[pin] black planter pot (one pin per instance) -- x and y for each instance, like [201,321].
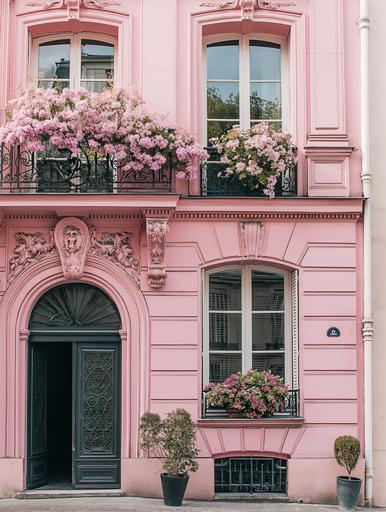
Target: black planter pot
[348,492]
[173,488]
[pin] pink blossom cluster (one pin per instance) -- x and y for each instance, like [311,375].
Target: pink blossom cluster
[256,156]
[111,122]
[256,394]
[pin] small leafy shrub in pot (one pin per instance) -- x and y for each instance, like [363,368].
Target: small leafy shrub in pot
[347,450]
[173,441]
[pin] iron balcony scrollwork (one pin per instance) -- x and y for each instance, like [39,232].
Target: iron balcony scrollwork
[212,185]
[291,407]
[60,171]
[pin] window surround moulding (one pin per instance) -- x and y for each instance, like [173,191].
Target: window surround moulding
[73,6]
[292,22]
[247,7]
[28,25]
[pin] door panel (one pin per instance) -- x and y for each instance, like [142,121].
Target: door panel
[96,443]
[37,456]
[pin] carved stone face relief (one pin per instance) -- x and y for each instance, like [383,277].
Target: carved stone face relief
[73,241]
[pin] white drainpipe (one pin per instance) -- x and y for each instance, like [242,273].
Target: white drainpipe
[364,25]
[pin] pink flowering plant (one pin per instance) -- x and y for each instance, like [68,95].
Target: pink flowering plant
[255,394]
[111,122]
[256,156]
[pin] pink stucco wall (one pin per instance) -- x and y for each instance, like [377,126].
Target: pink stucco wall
[319,233]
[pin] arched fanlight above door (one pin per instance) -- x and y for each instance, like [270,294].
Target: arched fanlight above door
[75,306]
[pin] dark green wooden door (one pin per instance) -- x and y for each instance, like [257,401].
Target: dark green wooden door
[37,417]
[85,316]
[96,443]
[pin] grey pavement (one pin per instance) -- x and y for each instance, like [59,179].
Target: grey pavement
[110,504]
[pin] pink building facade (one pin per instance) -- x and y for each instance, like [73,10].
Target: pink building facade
[203,280]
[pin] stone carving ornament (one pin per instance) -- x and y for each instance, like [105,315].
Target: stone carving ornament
[73,6]
[30,247]
[72,240]
[116,247]
[156,231]
[247,6]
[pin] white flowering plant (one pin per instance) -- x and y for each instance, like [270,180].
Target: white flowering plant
[256,156]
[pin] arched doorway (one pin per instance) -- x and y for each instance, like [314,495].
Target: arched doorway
[74,390]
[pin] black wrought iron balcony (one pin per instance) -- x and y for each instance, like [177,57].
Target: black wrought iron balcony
[213,185]
[291,407]
[62,172]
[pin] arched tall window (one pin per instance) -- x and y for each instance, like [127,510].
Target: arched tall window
[250,318]
[246,82]
[74,60]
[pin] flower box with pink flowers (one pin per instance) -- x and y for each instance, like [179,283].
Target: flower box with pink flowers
[82,127]
[257,158]
[254,394]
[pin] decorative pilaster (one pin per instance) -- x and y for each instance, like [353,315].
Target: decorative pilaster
[156,229]
[252,239]
[72,240]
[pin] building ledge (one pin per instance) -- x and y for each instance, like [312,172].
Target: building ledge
[274,422]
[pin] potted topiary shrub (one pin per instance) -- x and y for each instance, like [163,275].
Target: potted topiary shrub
[173,440]
[347,450]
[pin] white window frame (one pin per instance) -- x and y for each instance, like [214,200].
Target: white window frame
[246,319]
[75,54]
[244,75]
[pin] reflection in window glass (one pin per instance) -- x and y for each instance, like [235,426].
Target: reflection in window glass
[246,322]
[264,61]
[223,109]
[97,64]
[54,64]
[265,82]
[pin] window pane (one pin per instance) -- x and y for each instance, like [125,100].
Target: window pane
[223,100]
[97,59]
[218,128]
[223,61]
[95,86]
[56,84]
[273,362]
[225,331]
[265,101]
[267,291]
[268,331]
[225,290]
[264,60]
[221,366]
[54,59]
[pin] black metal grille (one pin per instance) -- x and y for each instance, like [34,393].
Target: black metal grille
[212,185]
[250,474]
[290,407]
[63,172]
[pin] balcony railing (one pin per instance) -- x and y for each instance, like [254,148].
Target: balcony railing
[290,409]
[63,172]
[213,185]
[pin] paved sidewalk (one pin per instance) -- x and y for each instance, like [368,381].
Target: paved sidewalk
[152,505]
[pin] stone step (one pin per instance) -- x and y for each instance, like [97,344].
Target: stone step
[41,494]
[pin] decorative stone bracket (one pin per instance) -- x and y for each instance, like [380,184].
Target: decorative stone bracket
[252,239]
[156,229]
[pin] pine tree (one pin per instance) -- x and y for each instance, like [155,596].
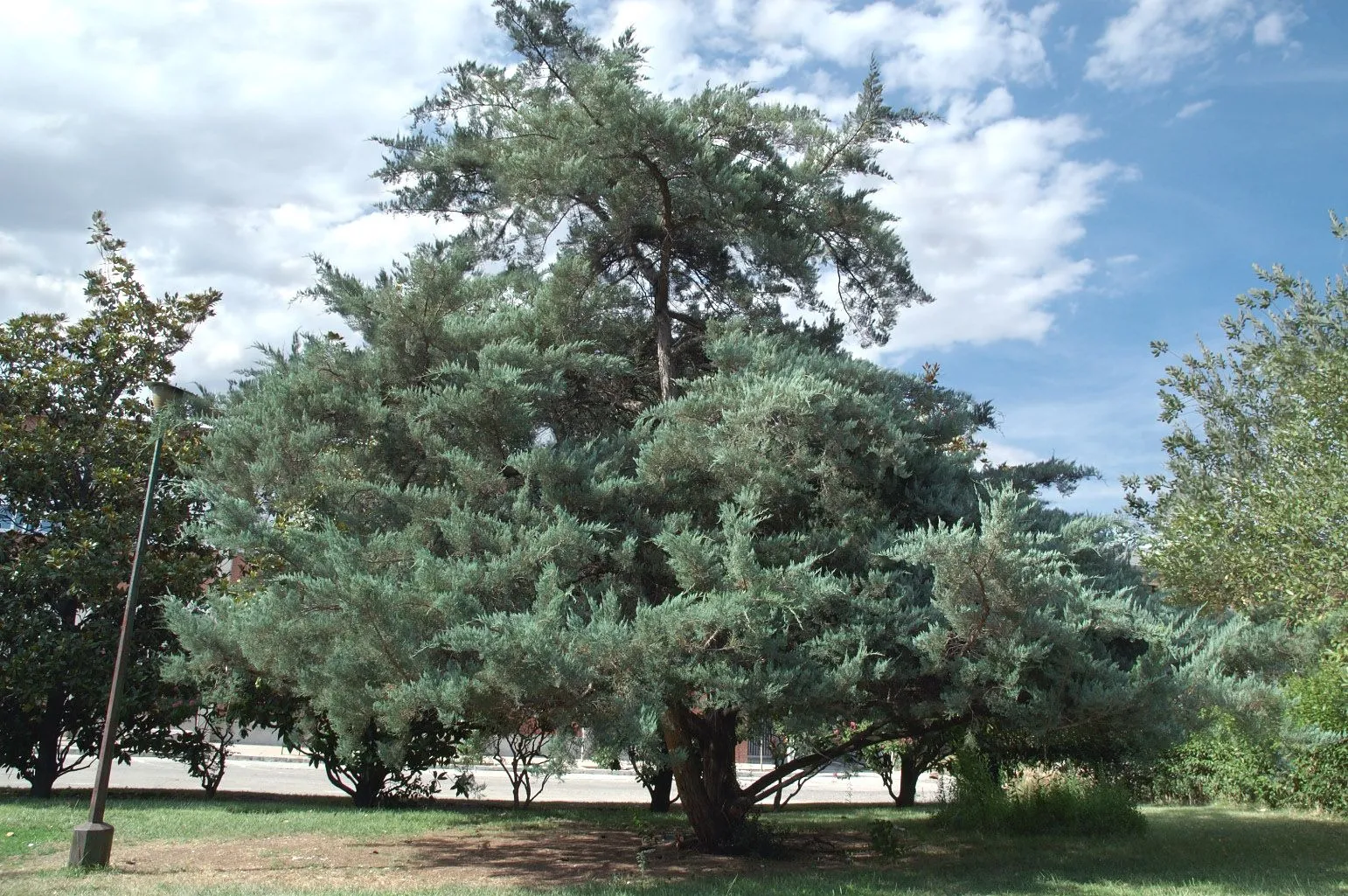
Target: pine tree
[76,438]
[719,205]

------------------------------------------------------------

## ACTIVITY
Give the data again word for word, without images.

## ANSWER TO THIS PROBLEM
[pin] black planter pot (one pin per instance) -- x and y for each instance, like [201,321].
Target: black planter pot
[348,492]
[173,488]
[pin] pink blossom cluster (one pin per instance) -- x and y for each instance, like [311,375].
Target: pink blossom cluster
[256,156]
[111,122]
[256,394]
[pin] small leafy shrub in pot (one pin per instance) -- x and y for each instance, like [363,368].
Target: small leafy shrub in pot
[347,450]
[173,441]
[pin] iron balcony scrollwork (one pin per instance) -- x and y for each instance, like [39,232].
Target: iron balcony scrollwork
[212,185]
[291,407]
[60,171]
[pin] window surround moulding (one pin per instance) -- x and y for each instance, like [173,191].
Target: window surround moulding
[73,6]
[292,22]
[247,7]
[28,25]
[pin] door panel (one pin per instance) -- x and y for each instance, like [142,121].
Target: door panel
[96,443]
[37,456]
[pin] carved stone face relief (one pin per instance) -- x and y for each instance, like [383,277].
Target: carved stone face relief
[73,241]
[pin] white drainpipe (one pin per instance) -- x and y for each instance, like [242,273].
Target: white drainpipe
[364,25]
[pin] pink flowering plant (one pin per instance) -- x and y for each instance, like [68,95].
Target: pink flowering plant
[255,394]
[111,122]
[256,156]
[pin] pink stucco wall (one pin per instance) -- x and y for each instance, like [377,126].
Target: pink stucco wall
[319,233]
[pin] arched fanlight above door (one pin per instance) -- x and y for each instance, like [270,294].
Target: arched fanlight above door
[75,306]
[pin] dark green wooden door (one pin per instance) -- x and y for each instance, like [257,401].
Target: dark green wooden door
[37,417]
[85,316]
[96,443]
[pin] grey pavement (one pin per instance) -- x and y for each instance, like [59,179].
Target: grey pavement
[110,504]
[pin] pink building facade (one pin per instance) -- x and y for each instance, like [73,10].
Target: pink building facade
[203,280]
[pin] stone carving ornament (one pin per instance) -- x and y for each instance, like [105,315].
Target: stone carving ornament
[73,6]
[30,247]
[72,240]
[116,247]
[156,231]
[247,6]
[pin] white flowering plant (one pin per instance) -- x and y for each instance, like [270,180].
Target: white flowering plant
[256,156]
[pin] arched doorway (one pin per instance) -- x and y for each instance, like [314,495].
Target: arched doorway
[74,390]
[pin] black wrought iron balcony (one pin per instance) -- x and y for each instance, like [177,57].
Target: black wrought iron balcony
[213,185]
[291,407]
[62,172]
[pin] arched tall window (one pin per instance) -- x and y for each instance, like [127,510].
Target: arched tall window
[250,318]
[246,82]
[74,60]
[pin] flower box with pink flowers (one pin per instance) -- x and y for each instance, like [179,283].
Target: flower box with pink flowers
[82,127]
[257,158]
[254,394]
[pin] decorative pilaster (one pin per instance) -- x and y for each instance, like [353,315].
Target: decorative pilaster
[156,229]
[252,239]
[72,240]
[pin] building ledge (one pin per instance) -- x and y for each instance, like [312,172].
Target: building ledge
[274,422]
[pin] potted topiary shrub (one pin per instance) -- x and y for each instance, like [163,275].
Target: potted topiary shrub
[173,440]
[347,450]
[pin] white window frame (one pin per instance) -- x and y for each instance, like [214,200].
Target: white window frame
[246,319]
[75,54]
[244,75]
[pin] reflection in window glass (one pin per instance) -- x and y for each instance, like [235,426].
Target: reflection in window glass
[246,322]
[264,61]
[223,109]
[97,64]
[54,64]
[265,82]
[pin] window pane (one pin per instance) -- x and y for each instance, like [125,100].
Target: window pane
[223,100]
[97,59]
[218,128]
[223,61]
[95,86]
[56,84]
[273,362]
[225,331]
[265,101]
[267,291]
[268,331]
[225,290]
[264,60]
[221,366]
[54,59]
[pin] black metal grille (one pin per instance) -- x and y for each instance, like [34,393].
Target: black metal grille
[212,185]
[250,474]
[290,407]
[63,172]
[pin] balcony railing (one pin per instance) -- x and y for each instance, like [254,148].
Target: balcony railing
[290,409]
[63,172]
[213,185]
[pin] paved sidewalk (one pin per instance) -- x and y for each instance, like [368,381].
Target: paved sidewalk
[152,505]
[pin] stone step (one pin per instance) -- x and y for each instance, like [97,344].
Target: stone step
[41,494]
[pin] decorative stone bracket (one pin per instance) -- x and y for each instance, like [380,184].
Target: decorative stone bracket
[252,239]
[156,229]
[pin] pine tree (one pin per instance) -- x and y for each instance, like [155,596].
Target: pine tree
[76,438]
[719,205]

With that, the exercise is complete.